(WORKING DATA begins)

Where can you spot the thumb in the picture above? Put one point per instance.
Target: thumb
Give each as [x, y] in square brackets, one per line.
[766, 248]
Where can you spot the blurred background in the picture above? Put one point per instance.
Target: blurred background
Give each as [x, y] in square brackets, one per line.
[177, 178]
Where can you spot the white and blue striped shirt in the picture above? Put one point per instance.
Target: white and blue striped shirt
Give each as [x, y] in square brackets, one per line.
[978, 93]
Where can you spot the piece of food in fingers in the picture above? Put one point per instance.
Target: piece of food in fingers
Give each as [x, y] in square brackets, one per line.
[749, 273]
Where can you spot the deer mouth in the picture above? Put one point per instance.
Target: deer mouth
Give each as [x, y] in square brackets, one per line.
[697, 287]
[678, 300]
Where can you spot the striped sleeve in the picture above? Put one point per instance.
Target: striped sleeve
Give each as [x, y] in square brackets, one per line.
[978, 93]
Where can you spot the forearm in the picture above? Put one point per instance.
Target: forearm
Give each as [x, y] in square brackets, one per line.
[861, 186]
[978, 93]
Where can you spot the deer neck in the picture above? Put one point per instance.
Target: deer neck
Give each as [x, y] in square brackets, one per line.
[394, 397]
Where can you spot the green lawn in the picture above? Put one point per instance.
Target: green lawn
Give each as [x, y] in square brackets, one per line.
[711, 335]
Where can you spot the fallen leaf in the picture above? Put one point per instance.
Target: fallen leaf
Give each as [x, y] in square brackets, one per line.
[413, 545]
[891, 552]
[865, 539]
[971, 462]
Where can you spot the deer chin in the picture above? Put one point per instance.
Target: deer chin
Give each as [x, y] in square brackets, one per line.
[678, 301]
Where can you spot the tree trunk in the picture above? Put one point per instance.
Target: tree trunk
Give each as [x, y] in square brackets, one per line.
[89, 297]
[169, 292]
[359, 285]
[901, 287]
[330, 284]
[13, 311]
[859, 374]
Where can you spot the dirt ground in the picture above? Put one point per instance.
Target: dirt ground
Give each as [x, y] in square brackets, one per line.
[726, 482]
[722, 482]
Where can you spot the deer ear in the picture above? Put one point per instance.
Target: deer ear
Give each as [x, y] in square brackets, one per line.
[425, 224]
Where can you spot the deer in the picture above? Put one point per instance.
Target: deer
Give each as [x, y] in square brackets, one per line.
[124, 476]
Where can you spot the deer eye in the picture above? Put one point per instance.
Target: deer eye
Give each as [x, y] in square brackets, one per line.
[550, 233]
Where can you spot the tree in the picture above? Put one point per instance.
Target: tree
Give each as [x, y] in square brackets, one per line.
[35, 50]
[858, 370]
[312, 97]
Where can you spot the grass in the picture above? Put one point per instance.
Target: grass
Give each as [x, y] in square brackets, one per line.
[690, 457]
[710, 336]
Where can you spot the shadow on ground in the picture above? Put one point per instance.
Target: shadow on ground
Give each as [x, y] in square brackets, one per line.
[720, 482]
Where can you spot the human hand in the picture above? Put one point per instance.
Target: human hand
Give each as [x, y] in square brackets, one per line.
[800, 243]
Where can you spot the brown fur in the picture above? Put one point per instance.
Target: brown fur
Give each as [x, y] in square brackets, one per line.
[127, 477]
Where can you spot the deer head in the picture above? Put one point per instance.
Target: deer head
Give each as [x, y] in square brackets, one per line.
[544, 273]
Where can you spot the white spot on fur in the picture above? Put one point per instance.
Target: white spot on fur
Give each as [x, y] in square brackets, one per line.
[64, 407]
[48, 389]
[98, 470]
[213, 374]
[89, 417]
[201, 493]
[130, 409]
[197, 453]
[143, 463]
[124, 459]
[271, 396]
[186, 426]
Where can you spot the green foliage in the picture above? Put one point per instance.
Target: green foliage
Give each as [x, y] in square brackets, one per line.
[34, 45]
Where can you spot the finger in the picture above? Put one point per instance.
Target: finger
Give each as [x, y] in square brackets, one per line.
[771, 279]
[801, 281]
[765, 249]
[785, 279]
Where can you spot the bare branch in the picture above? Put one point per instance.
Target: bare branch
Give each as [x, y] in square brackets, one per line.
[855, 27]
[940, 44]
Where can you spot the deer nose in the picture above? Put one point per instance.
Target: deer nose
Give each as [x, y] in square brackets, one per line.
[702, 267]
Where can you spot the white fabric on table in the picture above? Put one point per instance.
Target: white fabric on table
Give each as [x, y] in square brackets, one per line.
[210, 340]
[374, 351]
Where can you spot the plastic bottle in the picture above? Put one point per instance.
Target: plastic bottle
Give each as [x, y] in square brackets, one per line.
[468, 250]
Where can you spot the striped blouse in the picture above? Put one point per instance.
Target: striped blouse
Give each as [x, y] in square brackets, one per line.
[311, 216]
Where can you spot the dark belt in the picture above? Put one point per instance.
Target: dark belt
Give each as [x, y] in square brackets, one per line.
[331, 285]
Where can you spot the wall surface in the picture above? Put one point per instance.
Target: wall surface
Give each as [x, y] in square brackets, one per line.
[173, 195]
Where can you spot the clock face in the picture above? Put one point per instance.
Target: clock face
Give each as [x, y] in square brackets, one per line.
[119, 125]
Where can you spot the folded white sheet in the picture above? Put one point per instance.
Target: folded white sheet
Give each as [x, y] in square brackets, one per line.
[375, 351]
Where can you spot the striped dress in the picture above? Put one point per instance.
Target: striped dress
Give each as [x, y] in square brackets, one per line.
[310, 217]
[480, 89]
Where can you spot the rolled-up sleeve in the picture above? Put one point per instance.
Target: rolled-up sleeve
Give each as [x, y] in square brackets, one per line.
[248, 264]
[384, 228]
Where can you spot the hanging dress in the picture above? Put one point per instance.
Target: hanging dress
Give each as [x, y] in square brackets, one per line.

(WORKING DATA ends)

## GOAL OF THE EXERCISE
Show, from the listing above, every line holding the word "dress".

## RESPONSE BELOW
Where can you spot the striped dress in the picture above? Put one point per instance.
Target: striped dress
Where can you spot the hanging dress in the picture above? Put one point per instance.
Target: hanging dress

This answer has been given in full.